Description of the task: Repeat exactly the lines that run from the one containing "Report one dot per instance of the tire" to the end of the data, and leave out all others.
# # # # # # #
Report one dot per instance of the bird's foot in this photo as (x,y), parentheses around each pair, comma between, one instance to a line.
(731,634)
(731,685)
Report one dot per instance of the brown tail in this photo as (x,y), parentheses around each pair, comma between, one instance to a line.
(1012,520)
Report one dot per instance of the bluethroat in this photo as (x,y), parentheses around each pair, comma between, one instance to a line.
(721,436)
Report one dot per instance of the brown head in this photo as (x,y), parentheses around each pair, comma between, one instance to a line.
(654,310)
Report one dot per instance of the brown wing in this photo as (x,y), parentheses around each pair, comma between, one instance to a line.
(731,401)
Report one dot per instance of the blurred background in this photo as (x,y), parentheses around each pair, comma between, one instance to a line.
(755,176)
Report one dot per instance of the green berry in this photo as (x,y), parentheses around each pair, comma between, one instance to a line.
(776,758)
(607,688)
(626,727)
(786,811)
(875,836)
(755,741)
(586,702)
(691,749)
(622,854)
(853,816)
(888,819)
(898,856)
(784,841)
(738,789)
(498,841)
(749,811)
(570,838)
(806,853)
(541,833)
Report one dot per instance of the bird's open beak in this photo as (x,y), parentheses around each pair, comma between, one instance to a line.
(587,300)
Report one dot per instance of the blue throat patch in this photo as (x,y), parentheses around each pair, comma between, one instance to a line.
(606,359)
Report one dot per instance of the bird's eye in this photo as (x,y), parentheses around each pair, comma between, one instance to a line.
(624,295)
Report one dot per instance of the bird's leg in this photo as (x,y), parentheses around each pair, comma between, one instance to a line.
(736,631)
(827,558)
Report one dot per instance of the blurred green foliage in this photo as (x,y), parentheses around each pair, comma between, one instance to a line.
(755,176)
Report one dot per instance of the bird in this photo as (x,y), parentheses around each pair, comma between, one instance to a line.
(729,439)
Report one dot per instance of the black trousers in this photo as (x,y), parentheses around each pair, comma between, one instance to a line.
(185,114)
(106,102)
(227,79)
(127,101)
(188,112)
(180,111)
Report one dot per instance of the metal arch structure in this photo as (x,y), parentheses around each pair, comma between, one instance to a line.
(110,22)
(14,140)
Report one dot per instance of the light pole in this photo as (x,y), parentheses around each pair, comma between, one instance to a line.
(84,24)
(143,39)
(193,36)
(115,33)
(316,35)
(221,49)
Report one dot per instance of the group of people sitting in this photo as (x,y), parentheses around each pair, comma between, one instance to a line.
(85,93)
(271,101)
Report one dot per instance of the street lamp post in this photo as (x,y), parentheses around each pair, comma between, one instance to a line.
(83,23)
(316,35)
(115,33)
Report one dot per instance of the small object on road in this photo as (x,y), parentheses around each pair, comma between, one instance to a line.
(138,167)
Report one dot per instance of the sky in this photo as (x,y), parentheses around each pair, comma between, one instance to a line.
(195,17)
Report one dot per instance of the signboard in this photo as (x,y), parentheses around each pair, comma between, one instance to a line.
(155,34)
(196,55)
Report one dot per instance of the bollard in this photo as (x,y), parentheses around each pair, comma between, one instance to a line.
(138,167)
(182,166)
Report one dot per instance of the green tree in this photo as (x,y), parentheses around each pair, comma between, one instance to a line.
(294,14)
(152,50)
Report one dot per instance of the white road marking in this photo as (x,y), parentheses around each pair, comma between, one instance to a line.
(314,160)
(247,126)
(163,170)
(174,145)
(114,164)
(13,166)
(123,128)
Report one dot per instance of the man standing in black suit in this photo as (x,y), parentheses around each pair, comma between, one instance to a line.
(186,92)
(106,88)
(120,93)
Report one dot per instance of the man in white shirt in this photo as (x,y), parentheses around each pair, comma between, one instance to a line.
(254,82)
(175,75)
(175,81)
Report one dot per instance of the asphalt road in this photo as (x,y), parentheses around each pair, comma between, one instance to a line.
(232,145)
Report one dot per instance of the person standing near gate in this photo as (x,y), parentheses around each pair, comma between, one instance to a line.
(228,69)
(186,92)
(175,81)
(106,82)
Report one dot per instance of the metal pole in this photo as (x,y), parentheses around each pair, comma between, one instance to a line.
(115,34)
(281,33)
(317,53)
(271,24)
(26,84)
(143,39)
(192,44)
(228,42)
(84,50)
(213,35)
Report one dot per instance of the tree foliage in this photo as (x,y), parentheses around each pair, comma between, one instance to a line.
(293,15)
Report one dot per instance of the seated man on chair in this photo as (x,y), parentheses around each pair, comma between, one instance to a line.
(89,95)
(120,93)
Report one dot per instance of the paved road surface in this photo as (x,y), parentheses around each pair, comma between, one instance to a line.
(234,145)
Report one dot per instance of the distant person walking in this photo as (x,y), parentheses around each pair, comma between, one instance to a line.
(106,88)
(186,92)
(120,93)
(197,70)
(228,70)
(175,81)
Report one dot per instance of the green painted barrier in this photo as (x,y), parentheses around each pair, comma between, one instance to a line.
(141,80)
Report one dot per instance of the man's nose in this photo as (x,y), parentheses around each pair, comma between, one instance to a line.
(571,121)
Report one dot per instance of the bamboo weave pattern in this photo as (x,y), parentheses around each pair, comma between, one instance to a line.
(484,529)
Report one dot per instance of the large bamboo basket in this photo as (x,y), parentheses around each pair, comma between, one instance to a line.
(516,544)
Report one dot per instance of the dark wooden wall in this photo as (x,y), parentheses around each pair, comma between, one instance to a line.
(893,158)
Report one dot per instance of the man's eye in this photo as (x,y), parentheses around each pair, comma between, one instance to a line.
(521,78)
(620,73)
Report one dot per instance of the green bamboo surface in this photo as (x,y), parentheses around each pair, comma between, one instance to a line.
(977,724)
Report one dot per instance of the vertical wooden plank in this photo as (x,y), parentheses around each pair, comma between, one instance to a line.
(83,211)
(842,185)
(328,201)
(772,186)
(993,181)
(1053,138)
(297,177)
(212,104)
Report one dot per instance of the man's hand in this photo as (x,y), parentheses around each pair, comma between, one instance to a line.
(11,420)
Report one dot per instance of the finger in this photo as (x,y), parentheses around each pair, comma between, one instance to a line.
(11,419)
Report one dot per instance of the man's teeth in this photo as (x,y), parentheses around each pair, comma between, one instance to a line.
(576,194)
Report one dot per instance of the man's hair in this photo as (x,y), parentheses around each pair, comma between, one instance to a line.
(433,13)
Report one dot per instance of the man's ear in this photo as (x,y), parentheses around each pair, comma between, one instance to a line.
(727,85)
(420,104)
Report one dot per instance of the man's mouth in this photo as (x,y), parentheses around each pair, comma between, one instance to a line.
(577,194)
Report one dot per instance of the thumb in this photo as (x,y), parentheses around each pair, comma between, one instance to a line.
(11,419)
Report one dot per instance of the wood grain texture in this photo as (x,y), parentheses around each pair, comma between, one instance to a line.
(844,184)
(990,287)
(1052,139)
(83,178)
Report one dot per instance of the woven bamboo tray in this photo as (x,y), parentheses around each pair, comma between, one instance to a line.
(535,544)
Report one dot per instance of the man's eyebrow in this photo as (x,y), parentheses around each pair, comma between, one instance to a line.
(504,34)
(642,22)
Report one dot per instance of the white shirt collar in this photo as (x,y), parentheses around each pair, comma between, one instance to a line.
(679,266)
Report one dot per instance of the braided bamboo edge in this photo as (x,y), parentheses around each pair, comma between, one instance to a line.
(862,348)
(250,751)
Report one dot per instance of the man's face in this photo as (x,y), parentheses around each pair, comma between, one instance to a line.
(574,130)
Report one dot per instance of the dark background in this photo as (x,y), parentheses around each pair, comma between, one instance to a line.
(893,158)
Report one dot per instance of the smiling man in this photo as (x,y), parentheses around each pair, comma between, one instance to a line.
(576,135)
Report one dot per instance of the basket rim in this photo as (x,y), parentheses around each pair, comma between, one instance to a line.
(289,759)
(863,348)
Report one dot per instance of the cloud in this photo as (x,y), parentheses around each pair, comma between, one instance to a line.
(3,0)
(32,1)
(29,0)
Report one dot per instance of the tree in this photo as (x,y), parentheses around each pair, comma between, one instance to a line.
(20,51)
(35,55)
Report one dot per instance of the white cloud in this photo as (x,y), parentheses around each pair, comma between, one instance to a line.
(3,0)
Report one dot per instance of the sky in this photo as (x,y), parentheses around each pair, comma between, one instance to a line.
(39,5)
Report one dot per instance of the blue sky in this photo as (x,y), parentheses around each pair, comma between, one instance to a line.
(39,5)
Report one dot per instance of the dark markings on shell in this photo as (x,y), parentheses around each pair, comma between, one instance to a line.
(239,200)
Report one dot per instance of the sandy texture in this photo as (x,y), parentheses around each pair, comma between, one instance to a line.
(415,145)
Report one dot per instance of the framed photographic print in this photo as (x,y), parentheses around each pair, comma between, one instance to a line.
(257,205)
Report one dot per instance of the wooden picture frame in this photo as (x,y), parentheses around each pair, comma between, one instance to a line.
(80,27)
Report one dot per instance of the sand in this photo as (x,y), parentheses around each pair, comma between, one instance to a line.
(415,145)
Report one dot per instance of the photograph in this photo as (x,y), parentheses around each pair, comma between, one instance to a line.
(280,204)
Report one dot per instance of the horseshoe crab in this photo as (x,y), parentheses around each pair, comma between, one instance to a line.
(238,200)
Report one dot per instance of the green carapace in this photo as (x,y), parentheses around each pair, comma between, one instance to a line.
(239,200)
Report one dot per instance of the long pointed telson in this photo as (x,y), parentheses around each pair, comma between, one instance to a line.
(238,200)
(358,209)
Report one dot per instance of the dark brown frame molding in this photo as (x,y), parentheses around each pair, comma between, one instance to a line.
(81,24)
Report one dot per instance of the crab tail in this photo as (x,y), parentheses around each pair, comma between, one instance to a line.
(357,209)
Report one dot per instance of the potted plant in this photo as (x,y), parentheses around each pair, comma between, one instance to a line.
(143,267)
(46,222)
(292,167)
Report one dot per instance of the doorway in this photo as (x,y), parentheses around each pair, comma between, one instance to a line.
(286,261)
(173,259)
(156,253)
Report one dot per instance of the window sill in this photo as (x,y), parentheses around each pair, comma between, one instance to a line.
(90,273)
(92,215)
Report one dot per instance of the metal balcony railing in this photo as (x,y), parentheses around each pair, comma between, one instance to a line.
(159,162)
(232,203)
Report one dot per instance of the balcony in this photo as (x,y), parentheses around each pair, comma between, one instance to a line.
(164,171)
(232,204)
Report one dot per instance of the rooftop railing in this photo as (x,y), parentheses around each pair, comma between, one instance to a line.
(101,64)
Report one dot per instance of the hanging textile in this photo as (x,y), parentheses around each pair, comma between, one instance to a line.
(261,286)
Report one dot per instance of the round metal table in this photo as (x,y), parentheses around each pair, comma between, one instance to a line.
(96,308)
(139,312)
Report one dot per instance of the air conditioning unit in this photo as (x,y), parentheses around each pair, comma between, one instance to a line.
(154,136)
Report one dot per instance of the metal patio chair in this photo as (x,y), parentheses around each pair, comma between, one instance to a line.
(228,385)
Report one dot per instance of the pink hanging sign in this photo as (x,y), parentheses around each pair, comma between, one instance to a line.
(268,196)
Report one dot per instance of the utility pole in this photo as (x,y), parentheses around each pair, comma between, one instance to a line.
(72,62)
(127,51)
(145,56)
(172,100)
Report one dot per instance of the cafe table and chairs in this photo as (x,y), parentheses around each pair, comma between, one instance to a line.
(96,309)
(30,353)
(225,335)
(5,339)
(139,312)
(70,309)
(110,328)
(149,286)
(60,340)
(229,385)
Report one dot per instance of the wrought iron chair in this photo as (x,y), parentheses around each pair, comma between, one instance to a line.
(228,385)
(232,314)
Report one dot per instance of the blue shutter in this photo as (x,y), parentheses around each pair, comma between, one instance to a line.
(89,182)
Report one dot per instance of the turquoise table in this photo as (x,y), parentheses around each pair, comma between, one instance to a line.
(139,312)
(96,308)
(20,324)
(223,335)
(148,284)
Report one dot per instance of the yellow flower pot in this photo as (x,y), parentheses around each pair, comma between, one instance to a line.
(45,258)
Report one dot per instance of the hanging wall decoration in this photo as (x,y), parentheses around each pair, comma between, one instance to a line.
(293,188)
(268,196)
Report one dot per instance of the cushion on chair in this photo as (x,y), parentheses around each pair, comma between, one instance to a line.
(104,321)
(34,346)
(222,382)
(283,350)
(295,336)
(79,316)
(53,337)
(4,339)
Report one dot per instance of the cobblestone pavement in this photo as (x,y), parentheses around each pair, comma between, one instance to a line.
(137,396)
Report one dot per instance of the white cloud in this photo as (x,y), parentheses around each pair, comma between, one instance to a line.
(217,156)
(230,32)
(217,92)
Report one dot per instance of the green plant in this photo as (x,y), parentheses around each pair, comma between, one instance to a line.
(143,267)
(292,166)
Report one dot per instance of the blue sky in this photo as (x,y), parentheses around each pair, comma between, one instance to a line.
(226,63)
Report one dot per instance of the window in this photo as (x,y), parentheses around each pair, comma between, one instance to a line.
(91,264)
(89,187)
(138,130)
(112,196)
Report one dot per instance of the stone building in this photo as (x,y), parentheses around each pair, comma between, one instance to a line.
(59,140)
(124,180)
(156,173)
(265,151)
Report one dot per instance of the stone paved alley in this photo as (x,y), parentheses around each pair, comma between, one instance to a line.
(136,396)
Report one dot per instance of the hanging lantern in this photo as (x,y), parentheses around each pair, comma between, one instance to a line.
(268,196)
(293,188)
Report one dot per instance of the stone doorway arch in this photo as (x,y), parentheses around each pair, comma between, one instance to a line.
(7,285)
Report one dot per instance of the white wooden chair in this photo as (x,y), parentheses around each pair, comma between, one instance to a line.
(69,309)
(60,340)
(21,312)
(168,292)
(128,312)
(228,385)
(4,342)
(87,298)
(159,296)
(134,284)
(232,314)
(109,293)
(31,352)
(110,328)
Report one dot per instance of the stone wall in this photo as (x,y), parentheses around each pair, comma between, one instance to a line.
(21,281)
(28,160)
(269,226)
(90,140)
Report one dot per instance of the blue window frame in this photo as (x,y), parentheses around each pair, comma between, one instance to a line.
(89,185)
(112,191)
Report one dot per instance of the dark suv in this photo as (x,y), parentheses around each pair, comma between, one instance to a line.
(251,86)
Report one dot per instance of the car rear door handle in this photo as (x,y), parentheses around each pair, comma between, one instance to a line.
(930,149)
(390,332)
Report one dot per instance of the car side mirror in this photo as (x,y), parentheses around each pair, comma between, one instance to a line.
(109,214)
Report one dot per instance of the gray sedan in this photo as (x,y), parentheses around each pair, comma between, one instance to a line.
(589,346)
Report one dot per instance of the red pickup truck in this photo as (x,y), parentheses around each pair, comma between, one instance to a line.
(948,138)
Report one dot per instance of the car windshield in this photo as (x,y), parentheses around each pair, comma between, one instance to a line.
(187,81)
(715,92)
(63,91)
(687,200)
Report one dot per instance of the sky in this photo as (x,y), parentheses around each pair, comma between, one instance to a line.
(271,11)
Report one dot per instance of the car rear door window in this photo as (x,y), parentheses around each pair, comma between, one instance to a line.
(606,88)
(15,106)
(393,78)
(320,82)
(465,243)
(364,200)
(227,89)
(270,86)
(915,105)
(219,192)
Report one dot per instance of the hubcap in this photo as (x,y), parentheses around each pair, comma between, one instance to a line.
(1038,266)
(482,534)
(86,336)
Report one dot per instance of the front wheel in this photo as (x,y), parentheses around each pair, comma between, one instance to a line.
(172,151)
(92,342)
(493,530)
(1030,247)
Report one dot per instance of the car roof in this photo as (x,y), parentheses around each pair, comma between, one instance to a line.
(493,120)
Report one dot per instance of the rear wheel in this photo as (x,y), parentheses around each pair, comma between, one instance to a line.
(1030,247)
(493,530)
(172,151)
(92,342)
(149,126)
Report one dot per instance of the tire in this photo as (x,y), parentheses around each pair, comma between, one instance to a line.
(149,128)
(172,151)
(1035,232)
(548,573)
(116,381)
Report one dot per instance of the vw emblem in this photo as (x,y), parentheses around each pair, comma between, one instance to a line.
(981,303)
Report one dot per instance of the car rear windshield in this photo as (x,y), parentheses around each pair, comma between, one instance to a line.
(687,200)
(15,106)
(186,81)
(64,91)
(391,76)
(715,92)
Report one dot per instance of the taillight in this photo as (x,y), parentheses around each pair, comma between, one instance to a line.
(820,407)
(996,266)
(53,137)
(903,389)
# # # # # # #
Answer for this exercise:
Report one dot per instance of the tire in this photo as (x,y), parentheses around each pair, comma between, one instance to a line.
(149,128)
(172,151)
(1035,232)
(548,573)
(116,381)
Report one dot per instance of the vw emblem in this photo as (x,y), parentheses around each pair, comma between, one instance to a line.
(981,303)
Report one dot per instance of the car rear windshield in this photo as (x,y), parentheses around each pair, comma between, one instance to a line.
(687,200)
(15,106)
(186,81)
(64,91)
(391,76)
(715,92)
Report one dot per instance of the taillight in this photo as (x,y), parentheses around each pair, comma between, one instance to a line.
(820,407)
(996,266)
(53,137)
(903,389)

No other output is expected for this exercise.